It's something we reported on a few years ago: Gang members are using social networking sites to represent their neighborhoods, show pride in their sets and display their muscles, weapons and bravado. Today, authorities are one step closer to them online, however, and postings on Facebook and Twitter are now being searched and cataloged as evidence of a user's gang affiliation or membership.

The "cyberbanging" can be useful to police and prosecutors, who often have to confront the tricky issue of gang membership in prosecuting crimes. Sometimes evidence of being a gang-banger can make or break a case or prove a suspect's innocence. (Highland Park teenager Mario Rocha famously served 10 years for murder largely because an eyewitness' flawed account and the prosecution's argument that he belonged on trial with two other gang members, even though he was not a member).

According to the Los Angeles Daily News, authorities are turning to social networking sites more often to check out evidence or lack thereof that will give them clues about a suspect's gang affiliation.

"When the gang member has basically put his or her admission of gang membership up on the internet, it can not only help prosecutors prove a case, it can also help us disprove a false defense," Bruce Riordan, director of anti-gang operations for the Los Angeles City Attorney's office, told the paper

Using social networking sites could have dispelled some of the misinformation about the 2008 murder of high school athlete Jamiel Shaw in Arlington Heights, allegedly by an illegal immigrant and suspected 18th Street gang member. The killing sparked an uproar as Shaw's family pushed for "Jamiel's Law," an ordinance that would have required police to check the immigration status of suspects and turn them over to federal authorities for deportation.

Aim a: Please render everything in the listing from the line containing "bollard in the photo above." down to the line containing "(1008, 307)" as a JSON list of strings, one string per line, with blank lines left out.
The article above and the listing after it come from separate sources.

Dataset excerpts:
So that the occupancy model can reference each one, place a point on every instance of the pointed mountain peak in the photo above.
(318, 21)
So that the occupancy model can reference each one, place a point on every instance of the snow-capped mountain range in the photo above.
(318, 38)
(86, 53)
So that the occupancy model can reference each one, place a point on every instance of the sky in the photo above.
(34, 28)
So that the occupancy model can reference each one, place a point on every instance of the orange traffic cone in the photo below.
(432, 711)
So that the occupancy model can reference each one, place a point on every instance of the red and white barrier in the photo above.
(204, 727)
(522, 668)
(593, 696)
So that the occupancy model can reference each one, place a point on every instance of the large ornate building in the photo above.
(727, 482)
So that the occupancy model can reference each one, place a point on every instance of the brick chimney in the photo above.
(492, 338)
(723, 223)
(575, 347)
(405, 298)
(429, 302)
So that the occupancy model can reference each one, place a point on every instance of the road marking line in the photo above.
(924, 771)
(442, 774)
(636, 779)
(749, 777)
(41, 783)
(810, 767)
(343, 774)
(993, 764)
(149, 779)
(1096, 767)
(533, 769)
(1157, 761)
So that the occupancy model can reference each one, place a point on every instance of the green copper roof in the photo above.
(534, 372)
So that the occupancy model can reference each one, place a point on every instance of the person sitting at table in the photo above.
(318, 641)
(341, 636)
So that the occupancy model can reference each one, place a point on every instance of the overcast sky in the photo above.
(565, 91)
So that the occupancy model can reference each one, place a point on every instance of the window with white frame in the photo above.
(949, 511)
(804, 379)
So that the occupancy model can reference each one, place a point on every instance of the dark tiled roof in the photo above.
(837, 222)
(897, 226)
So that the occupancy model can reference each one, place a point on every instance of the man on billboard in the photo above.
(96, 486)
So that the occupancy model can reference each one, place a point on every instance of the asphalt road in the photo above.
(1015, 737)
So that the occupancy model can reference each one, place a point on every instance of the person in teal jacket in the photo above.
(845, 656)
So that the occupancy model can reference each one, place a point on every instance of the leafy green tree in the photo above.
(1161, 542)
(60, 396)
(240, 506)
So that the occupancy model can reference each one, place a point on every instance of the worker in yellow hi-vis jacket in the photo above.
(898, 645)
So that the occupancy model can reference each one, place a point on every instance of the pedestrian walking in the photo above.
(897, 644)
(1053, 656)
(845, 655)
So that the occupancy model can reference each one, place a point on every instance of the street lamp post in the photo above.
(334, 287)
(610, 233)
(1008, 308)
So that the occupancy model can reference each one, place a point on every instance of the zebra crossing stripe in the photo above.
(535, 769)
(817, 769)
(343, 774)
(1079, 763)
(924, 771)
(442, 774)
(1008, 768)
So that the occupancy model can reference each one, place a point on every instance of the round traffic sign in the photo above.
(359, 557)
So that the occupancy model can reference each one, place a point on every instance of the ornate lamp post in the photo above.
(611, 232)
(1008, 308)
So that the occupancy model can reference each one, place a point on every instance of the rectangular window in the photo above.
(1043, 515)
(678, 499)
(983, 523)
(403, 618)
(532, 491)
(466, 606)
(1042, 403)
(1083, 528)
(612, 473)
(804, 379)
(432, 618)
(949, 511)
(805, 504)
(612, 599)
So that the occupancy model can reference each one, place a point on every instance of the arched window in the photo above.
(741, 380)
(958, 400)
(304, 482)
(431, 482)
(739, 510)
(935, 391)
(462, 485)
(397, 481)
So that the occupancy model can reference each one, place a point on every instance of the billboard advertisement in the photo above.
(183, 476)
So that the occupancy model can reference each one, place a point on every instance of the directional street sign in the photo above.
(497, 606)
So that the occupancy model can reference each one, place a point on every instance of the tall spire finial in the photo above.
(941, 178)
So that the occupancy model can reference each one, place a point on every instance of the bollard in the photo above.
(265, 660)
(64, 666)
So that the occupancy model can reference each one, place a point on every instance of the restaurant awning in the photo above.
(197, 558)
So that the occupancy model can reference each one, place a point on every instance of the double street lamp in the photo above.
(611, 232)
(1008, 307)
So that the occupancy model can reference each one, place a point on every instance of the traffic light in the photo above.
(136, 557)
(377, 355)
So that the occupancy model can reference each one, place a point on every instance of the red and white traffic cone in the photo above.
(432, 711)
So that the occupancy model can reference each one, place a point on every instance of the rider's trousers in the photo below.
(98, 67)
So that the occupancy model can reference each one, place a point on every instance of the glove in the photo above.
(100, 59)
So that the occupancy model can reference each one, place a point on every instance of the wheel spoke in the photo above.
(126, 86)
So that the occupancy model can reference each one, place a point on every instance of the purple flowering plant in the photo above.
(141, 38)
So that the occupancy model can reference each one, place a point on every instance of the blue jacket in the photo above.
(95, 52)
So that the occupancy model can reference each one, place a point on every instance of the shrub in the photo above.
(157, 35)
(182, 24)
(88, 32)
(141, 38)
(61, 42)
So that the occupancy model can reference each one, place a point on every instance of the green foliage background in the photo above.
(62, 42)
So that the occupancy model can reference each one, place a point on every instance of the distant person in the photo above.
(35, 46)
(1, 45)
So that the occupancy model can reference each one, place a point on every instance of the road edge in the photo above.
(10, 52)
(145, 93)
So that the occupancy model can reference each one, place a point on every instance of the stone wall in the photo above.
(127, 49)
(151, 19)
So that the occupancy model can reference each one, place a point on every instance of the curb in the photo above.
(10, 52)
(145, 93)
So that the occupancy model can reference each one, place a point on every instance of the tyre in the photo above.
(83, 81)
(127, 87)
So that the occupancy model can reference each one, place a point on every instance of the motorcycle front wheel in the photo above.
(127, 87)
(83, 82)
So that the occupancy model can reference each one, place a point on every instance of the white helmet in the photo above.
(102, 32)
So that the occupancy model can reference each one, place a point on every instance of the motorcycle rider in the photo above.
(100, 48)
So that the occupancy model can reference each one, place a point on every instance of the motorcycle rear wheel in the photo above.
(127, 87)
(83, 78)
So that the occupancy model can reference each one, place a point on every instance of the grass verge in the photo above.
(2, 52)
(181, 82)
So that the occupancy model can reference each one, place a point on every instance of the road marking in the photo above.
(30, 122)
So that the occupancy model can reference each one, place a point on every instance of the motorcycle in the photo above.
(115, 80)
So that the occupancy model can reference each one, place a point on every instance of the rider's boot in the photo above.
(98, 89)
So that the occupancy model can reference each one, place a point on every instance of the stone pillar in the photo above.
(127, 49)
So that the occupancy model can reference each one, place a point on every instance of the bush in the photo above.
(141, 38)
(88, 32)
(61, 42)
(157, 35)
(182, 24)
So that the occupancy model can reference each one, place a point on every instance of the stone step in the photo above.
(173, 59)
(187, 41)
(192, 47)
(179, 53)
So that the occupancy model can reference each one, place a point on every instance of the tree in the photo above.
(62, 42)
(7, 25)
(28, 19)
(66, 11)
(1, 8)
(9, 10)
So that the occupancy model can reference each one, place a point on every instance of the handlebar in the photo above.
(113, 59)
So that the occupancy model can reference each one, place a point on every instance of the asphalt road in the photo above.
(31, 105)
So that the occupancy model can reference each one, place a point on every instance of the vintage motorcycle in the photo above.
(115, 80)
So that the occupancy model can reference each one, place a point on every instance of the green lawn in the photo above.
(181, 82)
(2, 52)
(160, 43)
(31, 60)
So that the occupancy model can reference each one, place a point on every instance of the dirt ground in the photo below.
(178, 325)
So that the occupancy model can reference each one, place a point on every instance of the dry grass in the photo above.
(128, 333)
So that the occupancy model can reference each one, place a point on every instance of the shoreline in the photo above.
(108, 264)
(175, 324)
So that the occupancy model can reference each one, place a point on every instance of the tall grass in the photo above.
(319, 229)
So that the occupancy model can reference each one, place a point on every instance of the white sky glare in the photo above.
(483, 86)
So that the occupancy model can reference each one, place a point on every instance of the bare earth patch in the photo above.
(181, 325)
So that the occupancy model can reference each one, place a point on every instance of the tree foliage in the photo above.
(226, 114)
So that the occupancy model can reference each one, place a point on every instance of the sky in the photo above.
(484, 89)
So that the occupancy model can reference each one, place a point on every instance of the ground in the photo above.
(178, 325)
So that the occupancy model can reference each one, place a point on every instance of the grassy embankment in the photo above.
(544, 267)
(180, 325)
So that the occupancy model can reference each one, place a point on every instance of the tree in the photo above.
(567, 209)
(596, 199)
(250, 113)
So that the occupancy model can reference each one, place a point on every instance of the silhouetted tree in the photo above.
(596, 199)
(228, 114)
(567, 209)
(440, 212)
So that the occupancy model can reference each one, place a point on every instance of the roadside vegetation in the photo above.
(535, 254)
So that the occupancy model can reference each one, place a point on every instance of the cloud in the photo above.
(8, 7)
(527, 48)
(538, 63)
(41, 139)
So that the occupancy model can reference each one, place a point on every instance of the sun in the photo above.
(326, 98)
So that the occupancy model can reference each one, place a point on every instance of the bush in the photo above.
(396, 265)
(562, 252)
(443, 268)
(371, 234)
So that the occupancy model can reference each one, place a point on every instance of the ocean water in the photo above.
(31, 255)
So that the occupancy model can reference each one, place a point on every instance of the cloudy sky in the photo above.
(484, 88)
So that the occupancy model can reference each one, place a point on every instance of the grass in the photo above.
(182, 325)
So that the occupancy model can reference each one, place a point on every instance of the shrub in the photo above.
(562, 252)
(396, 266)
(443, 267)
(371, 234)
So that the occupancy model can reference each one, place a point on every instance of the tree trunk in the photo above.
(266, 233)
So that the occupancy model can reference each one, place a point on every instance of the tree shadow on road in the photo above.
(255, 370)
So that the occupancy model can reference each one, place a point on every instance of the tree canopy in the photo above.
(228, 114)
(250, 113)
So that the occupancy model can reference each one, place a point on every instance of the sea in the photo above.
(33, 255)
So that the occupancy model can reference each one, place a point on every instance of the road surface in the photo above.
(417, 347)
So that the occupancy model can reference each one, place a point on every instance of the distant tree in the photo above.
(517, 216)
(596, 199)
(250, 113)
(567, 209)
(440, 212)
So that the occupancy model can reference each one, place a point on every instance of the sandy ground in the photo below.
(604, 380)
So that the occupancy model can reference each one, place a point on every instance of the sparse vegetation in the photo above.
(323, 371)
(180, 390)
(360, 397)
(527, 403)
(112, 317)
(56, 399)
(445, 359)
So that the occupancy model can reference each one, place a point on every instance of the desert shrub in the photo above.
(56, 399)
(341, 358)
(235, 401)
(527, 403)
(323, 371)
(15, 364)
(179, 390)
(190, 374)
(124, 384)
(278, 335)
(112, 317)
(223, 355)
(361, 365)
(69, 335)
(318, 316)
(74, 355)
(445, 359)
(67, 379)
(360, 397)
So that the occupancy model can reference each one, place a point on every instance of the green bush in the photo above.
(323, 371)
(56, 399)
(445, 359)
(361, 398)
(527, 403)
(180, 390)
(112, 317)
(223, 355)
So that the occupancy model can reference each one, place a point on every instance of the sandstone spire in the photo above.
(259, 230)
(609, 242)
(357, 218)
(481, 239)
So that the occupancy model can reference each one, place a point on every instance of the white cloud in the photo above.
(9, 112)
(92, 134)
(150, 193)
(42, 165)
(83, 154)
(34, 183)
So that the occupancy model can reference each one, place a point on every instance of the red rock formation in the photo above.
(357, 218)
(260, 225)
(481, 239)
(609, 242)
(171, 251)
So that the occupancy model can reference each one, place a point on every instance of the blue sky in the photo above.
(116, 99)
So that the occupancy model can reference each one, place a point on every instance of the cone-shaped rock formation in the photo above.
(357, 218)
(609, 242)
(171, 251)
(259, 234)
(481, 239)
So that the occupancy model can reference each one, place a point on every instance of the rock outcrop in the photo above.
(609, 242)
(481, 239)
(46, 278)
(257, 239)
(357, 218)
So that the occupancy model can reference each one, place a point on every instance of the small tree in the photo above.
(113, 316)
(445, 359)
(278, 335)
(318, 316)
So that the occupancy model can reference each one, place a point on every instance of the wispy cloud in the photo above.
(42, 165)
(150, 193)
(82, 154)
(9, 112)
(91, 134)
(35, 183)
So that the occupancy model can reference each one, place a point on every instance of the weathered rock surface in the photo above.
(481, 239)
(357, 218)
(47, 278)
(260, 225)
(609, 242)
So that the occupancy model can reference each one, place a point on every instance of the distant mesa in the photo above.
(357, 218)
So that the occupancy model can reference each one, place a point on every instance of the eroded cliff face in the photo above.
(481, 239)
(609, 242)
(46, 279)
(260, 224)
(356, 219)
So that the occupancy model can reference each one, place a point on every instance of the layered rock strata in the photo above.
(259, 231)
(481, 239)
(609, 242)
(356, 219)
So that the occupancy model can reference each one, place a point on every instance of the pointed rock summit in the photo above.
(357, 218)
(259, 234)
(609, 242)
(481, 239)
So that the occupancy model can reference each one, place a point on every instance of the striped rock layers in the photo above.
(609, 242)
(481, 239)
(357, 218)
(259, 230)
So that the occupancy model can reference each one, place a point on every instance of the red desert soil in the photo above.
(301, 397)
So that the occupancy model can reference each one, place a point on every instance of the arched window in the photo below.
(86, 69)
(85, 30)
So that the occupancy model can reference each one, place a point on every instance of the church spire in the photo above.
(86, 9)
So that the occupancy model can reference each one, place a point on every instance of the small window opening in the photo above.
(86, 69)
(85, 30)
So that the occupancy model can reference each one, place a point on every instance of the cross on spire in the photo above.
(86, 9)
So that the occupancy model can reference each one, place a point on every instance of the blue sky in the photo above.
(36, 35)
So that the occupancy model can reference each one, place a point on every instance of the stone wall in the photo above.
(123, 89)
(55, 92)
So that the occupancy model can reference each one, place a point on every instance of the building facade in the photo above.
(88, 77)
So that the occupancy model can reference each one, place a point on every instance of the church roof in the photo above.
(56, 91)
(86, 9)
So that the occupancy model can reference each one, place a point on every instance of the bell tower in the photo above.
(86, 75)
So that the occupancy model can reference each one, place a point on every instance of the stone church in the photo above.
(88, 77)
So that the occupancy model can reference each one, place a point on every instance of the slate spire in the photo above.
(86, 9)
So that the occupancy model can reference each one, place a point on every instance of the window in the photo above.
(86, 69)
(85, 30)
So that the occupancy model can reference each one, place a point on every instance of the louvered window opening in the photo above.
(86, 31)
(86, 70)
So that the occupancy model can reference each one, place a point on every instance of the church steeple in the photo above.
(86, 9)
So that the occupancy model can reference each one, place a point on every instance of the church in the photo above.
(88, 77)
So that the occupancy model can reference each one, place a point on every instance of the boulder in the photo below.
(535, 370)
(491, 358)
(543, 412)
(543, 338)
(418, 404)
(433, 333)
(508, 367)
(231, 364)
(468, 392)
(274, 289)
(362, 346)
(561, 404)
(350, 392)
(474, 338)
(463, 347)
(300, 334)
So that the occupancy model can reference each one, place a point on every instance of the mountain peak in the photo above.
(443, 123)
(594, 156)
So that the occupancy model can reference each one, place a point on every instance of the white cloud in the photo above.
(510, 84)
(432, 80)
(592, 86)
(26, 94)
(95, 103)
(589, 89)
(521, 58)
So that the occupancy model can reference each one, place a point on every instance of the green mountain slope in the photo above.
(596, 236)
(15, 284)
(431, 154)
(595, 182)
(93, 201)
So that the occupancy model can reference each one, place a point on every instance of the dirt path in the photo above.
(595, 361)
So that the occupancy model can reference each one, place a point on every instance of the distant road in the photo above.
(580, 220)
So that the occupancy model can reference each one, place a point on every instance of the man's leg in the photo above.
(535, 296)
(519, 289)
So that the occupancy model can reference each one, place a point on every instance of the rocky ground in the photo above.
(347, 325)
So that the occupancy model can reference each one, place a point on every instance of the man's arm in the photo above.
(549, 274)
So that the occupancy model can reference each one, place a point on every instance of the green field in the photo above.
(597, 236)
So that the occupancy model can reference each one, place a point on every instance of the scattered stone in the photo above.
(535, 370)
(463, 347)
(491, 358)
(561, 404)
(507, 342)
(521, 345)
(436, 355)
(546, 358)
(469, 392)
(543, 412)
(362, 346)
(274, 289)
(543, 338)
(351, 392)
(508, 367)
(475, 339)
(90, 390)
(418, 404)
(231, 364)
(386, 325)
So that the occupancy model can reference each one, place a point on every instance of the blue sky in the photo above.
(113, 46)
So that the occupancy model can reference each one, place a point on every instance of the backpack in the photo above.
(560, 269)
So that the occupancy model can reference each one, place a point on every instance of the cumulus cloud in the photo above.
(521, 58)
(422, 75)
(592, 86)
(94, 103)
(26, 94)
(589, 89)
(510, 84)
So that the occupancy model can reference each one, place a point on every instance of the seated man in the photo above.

Aim b: Continue the article on police searching gang members' social networking posts from the point where it stops.

Task output a:
[
  "So that the occupancy model can reference each one, place a point on every instance of the bollard in the photo above.",
  "(265, 660)",
  "(64, 666)",
  "So that the occupancy model can reference each one, place a point on every instance of the restaurant awning in the photo above.",
  "(197, 558)",
  "So that the occupancy model can reference each one, place a point on every instance of the double street lamp in the photo above.",
  "(611, 232)",
  "(1008, 307)"
]

Task output b:
While the suspect, Pedro Espinoza, had a long rap sheet and seemed like the kind of bad seed you'd never want to run into, Shaw's own MySpace page displayed evidence of his affiliation with the neighborhood's Bloods gang, which was at war with 18th Street. (Shaw was also reported to have been wearing a red belt when he was slain).

Authorities, meanwhile, say gangs are using the sites to circumvent gang injunctions that prevent members from congregating on their turf. Using handles and aliases online can allow gangsters to have virtual meetings.

According to the Daily News, "Two of the Valley's fiercest gangs - Barrio Van Nuys and Canoga Park Alabama - have also used social networking sites to get around court injunctions secured by the Los Angeles City Attorney's office that forbid members from meeting in public, law enforcement officials say."